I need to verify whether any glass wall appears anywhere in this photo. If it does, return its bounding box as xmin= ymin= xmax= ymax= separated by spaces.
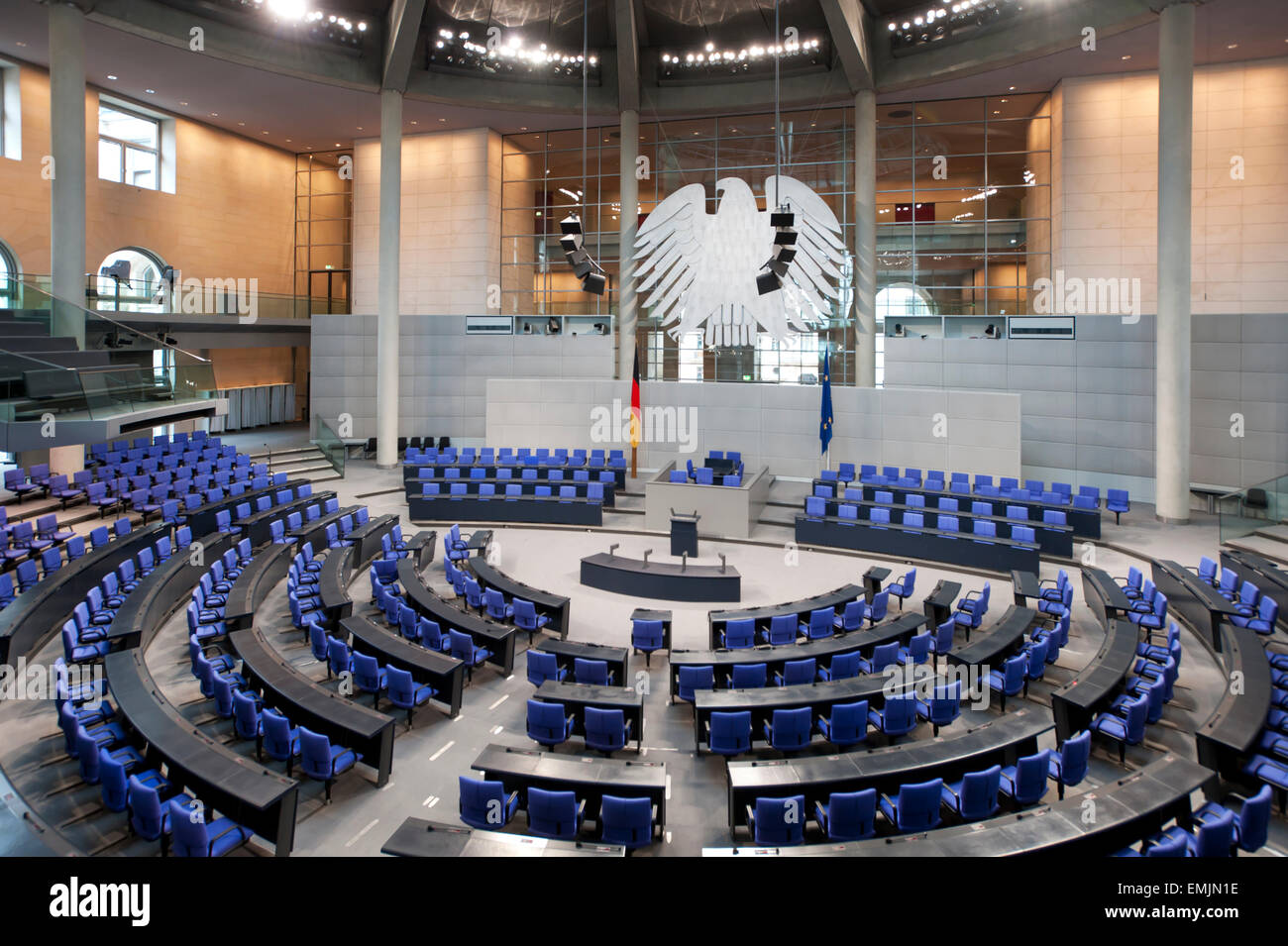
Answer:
xmin=501 ymin=94 xmax=1050 ymax=383
xmin=877 ymin=94 xmax=1051 ymax=337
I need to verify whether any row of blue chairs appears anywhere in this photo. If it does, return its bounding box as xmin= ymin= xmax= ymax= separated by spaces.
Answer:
xmin=819 ymin=464 xmax=1130 ymax=521
xmin=814 ymin=484 xmax=1069 ymax=525
xmin=747 ymin=731 xmax=1091 ymax=847
xmin=403 ymin=447 xmax=626 ymax=469
xmin=805 ymin=495 xmax=1050 ymax=545
xmin=460 ymin=775 xmax=657 ymax=850
xmin=443 ymin=558 xmax=550 ymax=644
xmin=1198 ymin=556 xmax=1279 ymax=635
xmin=420 ymin=482 xmax=604 ymax=503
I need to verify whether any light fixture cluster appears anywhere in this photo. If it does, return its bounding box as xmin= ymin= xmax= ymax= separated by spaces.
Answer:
xmin=756 ymin=205 xmax=796 ymax=296
xmin=661 ymin=39 xmax=824 ymax=76
xmin=429 ymin=30 xmax=599 ymax=82
xmin=215 ymin=0 xmax=368 ymax=48
xmin=886 ymin=0 xmax=1024 ymax=54
xmin=559 ymin=214 xmax=608 ymax=296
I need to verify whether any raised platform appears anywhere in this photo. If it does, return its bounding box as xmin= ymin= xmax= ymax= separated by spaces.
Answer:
xmin=581 ymin=552 xmax=742 ymax=601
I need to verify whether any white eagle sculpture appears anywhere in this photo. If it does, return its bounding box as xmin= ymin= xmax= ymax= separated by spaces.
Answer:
xmin=635 ymin=176 xmax=851 ymax=348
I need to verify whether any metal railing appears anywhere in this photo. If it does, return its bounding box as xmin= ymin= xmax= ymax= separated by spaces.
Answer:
xmin=312 ymin=414 xmax=349 ymax=478
xmin=1218 ymin=474 xmax=1288 ymax=542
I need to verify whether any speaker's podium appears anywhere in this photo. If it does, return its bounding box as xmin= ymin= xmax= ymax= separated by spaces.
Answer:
xmin=671 ymin=510 xmax=702 ymax=559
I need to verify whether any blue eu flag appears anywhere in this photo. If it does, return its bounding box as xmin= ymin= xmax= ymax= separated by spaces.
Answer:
xmin=818 ymin=349 xmax=832 ymax=453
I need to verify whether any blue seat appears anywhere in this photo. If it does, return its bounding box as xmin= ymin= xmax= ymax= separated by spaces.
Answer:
xmin=984 ymin=654 xmax=1029 ymax=713
xmin=572 ymin=657 xmax=614 ymax=686
xmin=528 ymin=700 xmax=576 ymax=745
xmin=747 ymin=795 xmax=805 ymax=847
xmin=1091 ymin=693 xmax=1149 ymax=765
xmin=818 ymin=650 xmax=863 ymax=681
xmin=300 ymin=726 xmax=362 ymax=804
xmin=868 ymin=693 xmax=917 ymax=739
xmin=528 ymin=788 xmax=587 ymax=840
xmin=832 ymin=598 xmax=868 ymax=633
xmin=1001 ymin=749 xmax=1051 ymax=807
xmin=799 ymin=607 xmax=836 ymax=641
xmin=726 ymin=663 xmax=769 ymax=689
xmin=1194 ymin=786 xmax=1272 ymax=853
xmin=814 ymin=788 xmax=877 ymax=842
xmin=675 ymin=664 xmax=716 ymax=702
xmin=168 ymin=799 xmax=252 ymax=857
xmin=1047 ymin=730 xmax=1091 ymax=799
xmin=761 ymin=614 xmax=798 ymax=648
xmin=587 ymin=706 xmax=631 ymax=753
xmin=773 ymin=657 xmax=818 ymax=686
xmin=448 ymin=628 xmax=494 ymax=680
xmin=631 ymin=620 xmax=666 ymax=667
xmin=880 ymin=779 xmax=944 ymax=834
xmin=885 ymin=569 xmax=917 ymax=611
xmin=859 ymin=641 xmax=899 ymax=674
xmin=705 ymin=709 xmax=751 ymax=756
xmin=818 ymin=705 xmax=868 ymax=748
xmin=528 ymin=650 xmax=568 ymax=686
xmin=599 ymin=795 xmax=656 ymax=851
xmin=940 ymin=762 xmax=1002 ymax=821
xmin=917 ymin=680 xmax=962 ymax=736
xmin=765 ymin=706 xmax=814 ymax=752
xmin=385 ymin=667 xmax=438 ymax=728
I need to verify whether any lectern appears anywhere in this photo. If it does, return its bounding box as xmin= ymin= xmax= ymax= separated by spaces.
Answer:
xmin=671 ymin=510 xmax=702 ymax=559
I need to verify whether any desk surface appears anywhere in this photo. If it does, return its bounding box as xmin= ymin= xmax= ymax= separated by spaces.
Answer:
xmin=707 ymin=583 xmax=865 ymax=628
xmin=471 ymin=744 xmax=666 ymax=798
xmin=728 ymin=706 xmax=1053 ymax=807
xmin=380 ymin=817 xmax=626 ymax=857
xmin=703 ymin=756 xmax=1216 ymax=857
xmin=945 ymin=605 xmax=1038 ymax=668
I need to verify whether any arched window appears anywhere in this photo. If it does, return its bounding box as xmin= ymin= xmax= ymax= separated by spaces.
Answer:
xmin=98 ymin=246 xmax=164 ymax=311
xmin=0 ymin=240 xmax=21 ymax=309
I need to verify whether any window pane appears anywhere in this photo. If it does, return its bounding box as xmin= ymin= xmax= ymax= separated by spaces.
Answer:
xmin=125 ymin=148 xmax=158 ymax=190
xmin=98 ymin=141 xmax=121 ymax=183
xmin=98 ymin=106 xmax=160 ymax=148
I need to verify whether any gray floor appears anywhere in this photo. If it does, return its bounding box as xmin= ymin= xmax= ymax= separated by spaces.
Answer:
xmin=0 ymin=427 xmax=1288 ymax=856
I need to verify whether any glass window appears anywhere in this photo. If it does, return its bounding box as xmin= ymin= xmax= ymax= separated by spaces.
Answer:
xmin=98 ymin=104 xmax=161 ymax=190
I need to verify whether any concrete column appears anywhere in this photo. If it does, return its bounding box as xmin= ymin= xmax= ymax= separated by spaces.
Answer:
xmin=376 ymin=89 xmax=402 ymax=470
xmin=49 ymin=3 xmax=85 ymax=348
xmin=854 ymin=89 xmax=877 ymax=387
xmin=1154 ymin=3 xmax=1194 ymax=523
xmin=617 ymin=108 xmax=644 ymax=378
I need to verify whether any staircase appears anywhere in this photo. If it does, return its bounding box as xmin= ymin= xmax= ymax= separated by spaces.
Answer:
xmin=1225 ymin=519 xmax=1288 ymax=568
xmin=250 ymin=444 xmax=342 ymax=482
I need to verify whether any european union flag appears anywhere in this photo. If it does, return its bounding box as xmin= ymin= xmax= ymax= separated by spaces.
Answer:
xmin=818 ymin=349 xmax=832 ymax=453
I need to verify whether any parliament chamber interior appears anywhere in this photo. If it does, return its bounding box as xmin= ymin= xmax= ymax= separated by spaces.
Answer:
xmin=0 ymin=0 xmax=1288 ymax=915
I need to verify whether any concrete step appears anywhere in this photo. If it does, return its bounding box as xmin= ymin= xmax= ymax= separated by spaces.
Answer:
xmin=1225 ymin=536 xmax=1288 ymax=568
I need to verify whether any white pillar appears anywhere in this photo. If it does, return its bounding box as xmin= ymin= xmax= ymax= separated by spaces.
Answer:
xmin=376 ymin=89 xmax=402 ymax=470
xmin=617 ymin=108 xmax=640 ymax=378
xmin=49 ymin=3 xmax=85 ymax=348
xmin=854 ymin=89 xmax=877 ymax=387
xmin=1154 ymin=3 xmax=1194 ymax=523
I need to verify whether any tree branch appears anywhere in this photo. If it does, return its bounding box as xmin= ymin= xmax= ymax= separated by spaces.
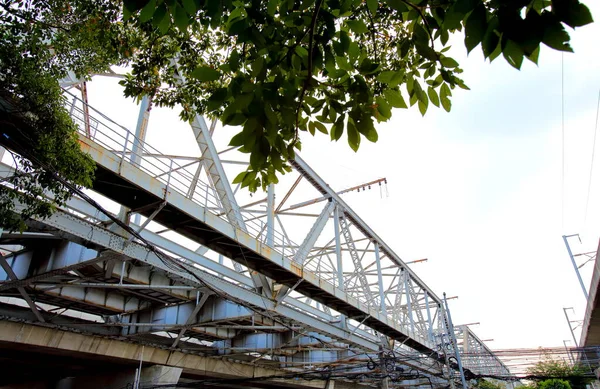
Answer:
xmin=402 ymin=0 xmax=435 ymax=50
xmin=293 ymin=0 xmax=323 ymax=143
xmin=0 ymin=3 xmax=71 ymax=33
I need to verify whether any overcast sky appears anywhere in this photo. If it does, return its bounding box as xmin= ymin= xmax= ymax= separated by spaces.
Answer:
xmin=83 ymin=1 xmax=600 ymax=349
xmin=296 ymin=2 xmax=600 ymax=348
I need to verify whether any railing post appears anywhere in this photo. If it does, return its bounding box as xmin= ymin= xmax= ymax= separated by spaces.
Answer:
xmin=374 ymin=241 xmax=387 ymax=316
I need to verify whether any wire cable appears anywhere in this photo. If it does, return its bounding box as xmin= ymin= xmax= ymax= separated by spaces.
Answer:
xmin=583 ymin=88 xmax=600 ymax=230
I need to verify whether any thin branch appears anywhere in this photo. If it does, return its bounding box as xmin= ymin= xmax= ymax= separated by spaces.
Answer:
xmin=293 ymin=0 xmax=323 ymax=139
xmin=402 ymin=0 xmax=435 ymax=50
xmin=0 ymin=3 xmax=71 ymax=33
xmin=365 ymin=5 xmax=377 ymax=56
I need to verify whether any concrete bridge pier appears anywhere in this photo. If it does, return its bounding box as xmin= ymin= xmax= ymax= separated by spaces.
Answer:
xmin=53 ymin=366 xmax=183 ymax=389
xmin=0 ymin=365 xmax=183 ymax=389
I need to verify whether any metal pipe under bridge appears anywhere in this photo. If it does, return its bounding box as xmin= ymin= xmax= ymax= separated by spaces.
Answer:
xmin=0 ymin=84 xmax=510 ymax=387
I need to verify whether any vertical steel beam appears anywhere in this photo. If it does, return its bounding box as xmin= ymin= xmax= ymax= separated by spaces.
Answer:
xmin=113 ymin=96 xmax=152 ymax=231
xmin=444 ymin=293 xmax=467 ymax=389
xmin=80 ymin=81 xmax=92 ymax=138
xmin=273 ymin=202 xmax=335 ymax=301
xmin=425 ymin=291 xmax=433 ymax=341
xmin=404 ymin=271 xmax=414 ymax=334
xmin=129 ymin=95 xmax=152 ymax=165
xmin=563 ymin=234 xmax=589 ymax=301
xmin=0 ymin=242 xmax=46 ymax=323
xmin=192 ymin=115 xmax=247 ymax=232
xmin=563 ymin=308 xmax=579 ymax=347
xmin=267 ymin=184 xmax=275 ymax=247
xmin=333 ymin=203 xmax=344 ymax=290
xmin=373 ymin=241 xmax=387 ymax=316
xmin=171 ymin=293 xmax=210 ymax=348
xmin=191 ymin=115 xmax=271 ymax=296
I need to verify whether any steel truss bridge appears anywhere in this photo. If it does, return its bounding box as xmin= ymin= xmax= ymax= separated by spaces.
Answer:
xmin=0 ymin=76 xmax=510 ymax=387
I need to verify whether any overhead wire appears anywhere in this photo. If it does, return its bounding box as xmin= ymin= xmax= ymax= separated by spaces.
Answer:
xmin=583 ymin=88 xmax=600 ymax=230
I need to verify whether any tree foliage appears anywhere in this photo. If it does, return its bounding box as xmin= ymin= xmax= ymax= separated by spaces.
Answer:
xmin=527 ymin=357 xmax=594 ymax=389
xmin=537 ymin=378 xmax=572 ymax=389
xmin=119 ymin=0 xmax=592 ymax=190
xmin=0 ymin=0 xmax=592 ymax=226
xmin=473 ymin=379 xmax=506 ymax=389
xmin=0 ymin=0 xmax=135 ymax=230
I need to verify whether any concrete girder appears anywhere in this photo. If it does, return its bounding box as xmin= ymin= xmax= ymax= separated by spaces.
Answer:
xmin=0 ymin=242 xmax=109 ymax=291
xmin=74 ymin=137 xmax=435 ymax=353
xmin=120 ymin=296 xmax=273 ymax=339
xmin=44 ymin=286 xmax=150 ymax=313
xmin=19 ymin=206 xmax=379 ymax=351
xmin=0 ymin=321 xmax=324 ymax=388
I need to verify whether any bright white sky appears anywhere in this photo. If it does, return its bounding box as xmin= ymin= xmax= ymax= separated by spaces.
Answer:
xmin=85 ymin=1 xmax=600 ymax=349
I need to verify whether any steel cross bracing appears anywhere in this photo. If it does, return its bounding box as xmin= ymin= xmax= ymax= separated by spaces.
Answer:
xmin=0 ymin=82 xmax=510 ymax=379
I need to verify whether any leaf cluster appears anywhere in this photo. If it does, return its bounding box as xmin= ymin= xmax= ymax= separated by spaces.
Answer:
xmin=527 ymin=357 xmax=594 ymax=389
xmin=0 ymin=0 xmax=134 ymax=230
xmin=123 ymin=0 xmax=592 ymax=191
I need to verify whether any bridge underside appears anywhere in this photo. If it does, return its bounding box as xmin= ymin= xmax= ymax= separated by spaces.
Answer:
xmin=579 ymin=239 xmax=600 ymax=346
xmin=0 ymin=86 xmax=508 ymax=388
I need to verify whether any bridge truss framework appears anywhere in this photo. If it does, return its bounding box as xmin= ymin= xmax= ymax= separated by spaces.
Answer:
xmin=0 ymin=77 xmax=510 ymax=387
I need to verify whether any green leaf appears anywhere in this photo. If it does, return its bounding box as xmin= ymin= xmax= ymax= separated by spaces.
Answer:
xmin=427 ymin=86 xmax=440 ymax=107
xmin=123 ymin=0 xmax=150 ymax=19
xmin=267 ymin=0 xmax=279 ymax=16
xmin=232 ymin=171 xmax=248 ymax=184
xmin=542 ymin=15 xmax=573 ymax=52
xmin=465 ymin=3 xmax=487 ymax=53
xmin=229 ymin=131 xmax=248 ymax=147
xmin=502 ymin=39 xmax=523 ymax=69
xmin=383 ymin=89 xmax=408 ymax=108
xmin=375 ymin=96 xmax=392 ymax=121
xmin=229 ymin=49 xmax=240 ymax=72
xmin=527 ymin=46 xmax=540 ymax=65
xmin=158 ymin=8 xmax=171 ymax=35
xmin=346 ymin=20 xmax=369 ymax=34
xmin=313 ymin=122 xmax=327 ymax=135
xmin=444 ymin=10 xmax=465 ymax=30
xmin=183 ymin=0 xmax=198 ymax=17
xmin=206 ymin=88 xmax=227 ymax=112
xmin=419 ymin=100 xmax=429 ymax=116
xmin=452 ymin=0 xmax=481 ymax=15
xmin=481 ymin=18 xmax=500 ymax=58
xmin=152 ymin=3 xmax=170 ymax=28
xmin=385 ymin=0 xmax=408 ymax=13
xmin=559 ymin=1 xmax=594 ymax=28
xmin=140 ymin=0 xmax=157 ymax=23
xmin=190 ymin=66 xmax=221 ymax=82
xmin=346 ymin=120 xmax=360 ymax=152
xmin=440 ymin=57 xmax=458 ymax=68
xmin=223 ymin=113 xmax=247 ymax=126
xmin=367 ymin=0 xmax=379 ymax=15
xmin=174 ymin=3 xmax=190 ymax=31
xmin=440 ymin=83 xmax=452 ymax=112
xmin=330 ymin=115 xmax=344 ymax=141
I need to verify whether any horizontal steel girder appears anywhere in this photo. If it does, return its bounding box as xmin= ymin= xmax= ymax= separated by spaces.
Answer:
xmin=19 ymin=206 xmax=379 ymax=351
xmin=76 ymin=138 xmax=434 ymax=354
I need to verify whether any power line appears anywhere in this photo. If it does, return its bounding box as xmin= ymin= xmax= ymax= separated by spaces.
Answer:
xmin=583 ymin=88 xmax=600 ymax=229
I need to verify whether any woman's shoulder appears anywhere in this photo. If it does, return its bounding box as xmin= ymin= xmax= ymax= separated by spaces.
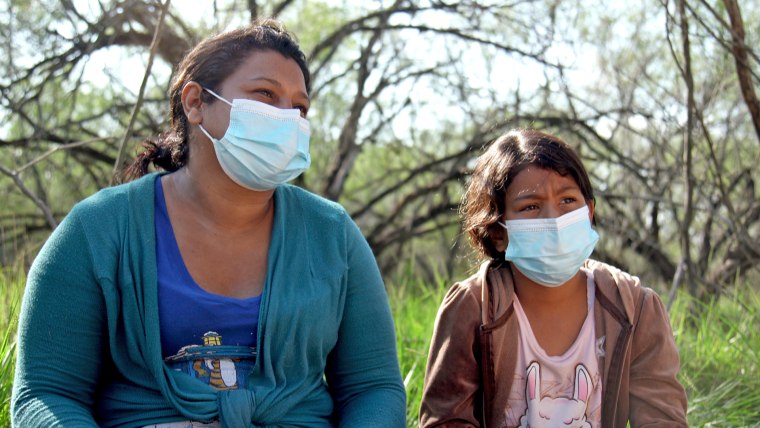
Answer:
xmin=277 ymin=184 xmax=348 ymax=222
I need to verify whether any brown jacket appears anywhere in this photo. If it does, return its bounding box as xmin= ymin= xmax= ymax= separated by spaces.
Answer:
xmin=420 ymin=260 xmax=687 ymax=428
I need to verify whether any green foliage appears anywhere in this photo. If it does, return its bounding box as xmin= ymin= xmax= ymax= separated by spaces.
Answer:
xmin=671 ymin=287 xmax=760 ymax=427
xmin=0 ymin=271 xmax=23 ymax=427
xmin=389 ymin=270 xmax=448 ymax=427
xmin=0 ymin=270 xmax=760 ymax=427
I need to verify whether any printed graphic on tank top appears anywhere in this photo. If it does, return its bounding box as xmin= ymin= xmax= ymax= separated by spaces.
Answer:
xmin=502 ymin=269 xmax=602 ymax=428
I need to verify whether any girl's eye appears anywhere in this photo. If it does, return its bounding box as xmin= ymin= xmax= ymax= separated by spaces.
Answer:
xmin=253 ymin=89 xmax=274 ymax=98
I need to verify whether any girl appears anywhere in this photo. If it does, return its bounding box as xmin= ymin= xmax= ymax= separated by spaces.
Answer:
xmin=420 ymin=130 xmax=686 ymax=428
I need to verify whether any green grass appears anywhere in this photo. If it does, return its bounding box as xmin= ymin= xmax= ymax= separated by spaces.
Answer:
xmin=0 ymin=270 xmax=23 ymax=427
xmin=0 ymin=271 xmax=760 ymax=427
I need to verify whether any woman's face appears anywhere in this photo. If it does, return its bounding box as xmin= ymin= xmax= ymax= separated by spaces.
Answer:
xmin=504 ymin=165 xmax=594 ymax=220
xmin=201 ymin=50 xmax=309 ymax=138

────

Reproduce verbatim the part of the records that opens with the line containing "I need to verify whether any concrete column" and closes with the line containing "xmin=0 ymin=0 xmax=1288 ymax=915", including both of those lines.

I need to verify whether any concrete column appears anywhere in this photo. If it does, return its bounding box as xmin= ymin= xmax= ymax= separated by spaces.
Answer:
xmin=376 ymin=89 xmax=402 ymax=470
xmin=49 ymin=3 xmax=85 ymax=348
xmin=854 ymin=89 xmax=877 ymax=387
xmin=1154 ymin=3 xmax=1194 ymax=523
xmin=617 ymin=108 xmax=644 ymax=378
I need to verify whether any staircase appears anywhere in this photo. If it does, return its bounding box as xmin= ymin= xmax= ymax= separated by spaces.
Answer:
xmin=1225 ymin=519 xmax=1288 ymax=568
xmin=250 ymin=444 xmax=342 ymax=482
I need to verify whether any european union flag appears anywhere in this photo. If it does, return its bounding box as xmin= ymin= xmax= ymax= separated by spaces.
Answer:
xmin=818 ymin=349 xmax=832 ymax=453
I need to verify whether any parliament chamber interior appears anywhere in this photo. If it does, return its bounding box as xmin= ymin= xmax= ymax= separated by spaces.
Answer:
xmin=0 ymin=0 xmax=1288 ymax=915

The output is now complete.